If we listen to Bernie Ecclestone, the discredited Briatore, a chorus of sycophants around them, virtual journalists looking for things to make up and a bunch of grumpy old men fans who know how to complain online, F1 is a broken sport and in need of fixing. It’s not like it used to be. Yadda yadda yadda…
Really? So why, after months of in-depth analysis, considering all the available options, did a smart global company like Renault decide to spend more money to increase its involvement in F1? These are not stupid people.
Why do Mercedes, Ferrari and Honda stick with this apparently rubbish sport? Red Bull people whinge and gripe (although, thankfully, Helmut Marko has shut up for a while) but the drink company is still there in F1… flogging its pop. Gene Haas spends untold amounts of money to come into F1 because he sees its value. Why are promoters falling over one another to hold races, willing to pay daft sums in fees?
The answer is very simple: F1 fans are passionate. And there are an awful lot of them… The biggest asset F1 has is its fans. Most of them are part of the silent majority. They are not out there tweeting negativity every two minutes. They are not always asking negative questions and thinking it makes them look smart. They are not making up fantasy stories to get clicks in the hope that they can dance on the yellow brick road with Judy Garland.
--*--
## EXERCISE GOAL
Answer these questions from the text on F1:
(a) Which company decided to spend more money to increase its involvement in F1?
(b) Who has, according to the text, shut up for a while?
(c) What does the text call the biggest asset F1 has?
The items that come next are not needed.

## MATERIAL SHOWN
--*--
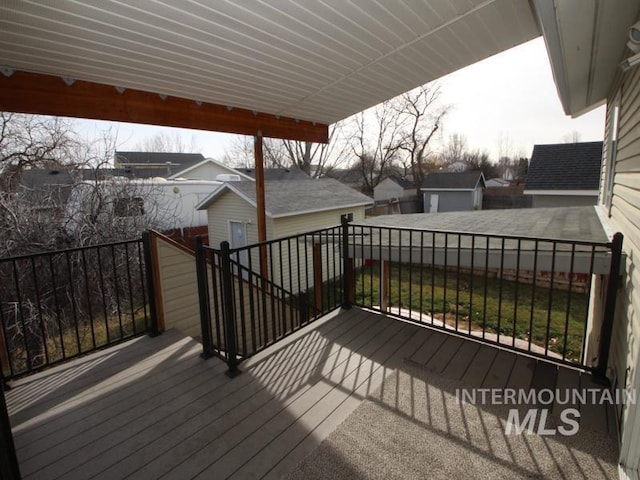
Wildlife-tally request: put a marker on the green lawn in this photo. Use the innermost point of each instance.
(499, 306)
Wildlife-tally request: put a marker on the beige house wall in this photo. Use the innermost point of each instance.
(624, 216)
(178, 289)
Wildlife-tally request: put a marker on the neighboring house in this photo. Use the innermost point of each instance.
(189, 166)
(168, 204)
(350, 177)
(453, 191)
(274, 173)
(564, 174)
(292, 207)
(498, 182)
(393, 187)
(154, 164)
(46, 190)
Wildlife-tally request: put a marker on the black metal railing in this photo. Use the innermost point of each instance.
(526, 294)
(55, 306)
(254, 296)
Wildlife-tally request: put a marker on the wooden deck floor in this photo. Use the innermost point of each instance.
(152, 408)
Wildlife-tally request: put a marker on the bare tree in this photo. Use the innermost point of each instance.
(32, 141)
(422, 117)
(314, 159)
(376, 143)
(455, 149)
(48, 217)
(240, 152)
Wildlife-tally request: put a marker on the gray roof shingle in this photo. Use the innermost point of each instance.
(565, 166)
(296, 196)
(456, 180)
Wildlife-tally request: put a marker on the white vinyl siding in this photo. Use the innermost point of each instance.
(625, 217)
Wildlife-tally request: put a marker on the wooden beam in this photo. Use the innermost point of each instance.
(49, 95)
(261, 203)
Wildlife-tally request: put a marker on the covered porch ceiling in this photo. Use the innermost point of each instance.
(281, 69)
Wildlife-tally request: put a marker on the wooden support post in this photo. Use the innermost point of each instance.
(261, 204)
(384, 285)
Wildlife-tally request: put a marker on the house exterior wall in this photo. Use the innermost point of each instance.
(545, 201)
(294, 275)
(451, 201)
(624, 216)
(231, 207)
(178, 290)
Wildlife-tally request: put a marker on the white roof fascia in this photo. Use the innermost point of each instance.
(567, 193)
(449, 189)
(547, 21)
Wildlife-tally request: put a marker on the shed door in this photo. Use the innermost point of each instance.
(238, 240)
(433, 202)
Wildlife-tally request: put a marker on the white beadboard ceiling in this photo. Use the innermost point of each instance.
(586, 41)
(308, 59)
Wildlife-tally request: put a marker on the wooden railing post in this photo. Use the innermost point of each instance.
(228, 311)
(609, 306)
(203, 297)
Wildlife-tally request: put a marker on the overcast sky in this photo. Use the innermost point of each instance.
(507, 99)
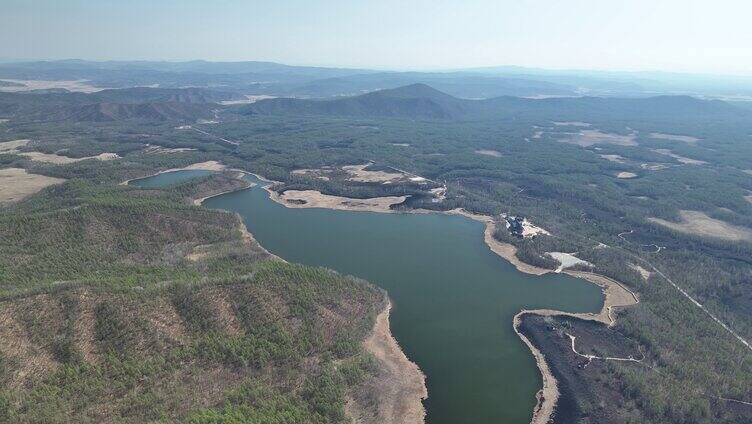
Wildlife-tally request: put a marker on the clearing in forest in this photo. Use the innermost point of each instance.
(698, 223)
(16, 184)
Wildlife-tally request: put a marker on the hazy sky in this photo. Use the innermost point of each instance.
(685, 35)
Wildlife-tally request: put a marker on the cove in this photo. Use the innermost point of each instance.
(453, 298)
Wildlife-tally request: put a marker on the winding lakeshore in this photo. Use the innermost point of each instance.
(545, 398)
(615, 294)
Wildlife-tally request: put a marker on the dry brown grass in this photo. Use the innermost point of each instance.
(17, 184)
(316, 199)
(675, 137)
(12, 146)
(700, 224)
(62, 160)
(626, 175)
(587, 138)
(359, 173)
(32, 361)
(493, 153)
(399, 385)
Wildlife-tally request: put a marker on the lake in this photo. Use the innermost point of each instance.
(453, 298)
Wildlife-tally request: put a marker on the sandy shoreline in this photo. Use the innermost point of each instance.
(316, 199)
(402, 387)
(615, 294)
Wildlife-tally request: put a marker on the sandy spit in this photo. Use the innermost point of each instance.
(615, 295)
(403, 387)
(316, 199)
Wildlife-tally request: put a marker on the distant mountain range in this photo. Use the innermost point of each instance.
(420, 101)
(416, 101)
(268, 78)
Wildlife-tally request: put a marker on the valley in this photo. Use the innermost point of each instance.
(142, 201)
--*--
## TASK OUTPUT
(a) Renault
(b) Helmut Marko
(c) Its fans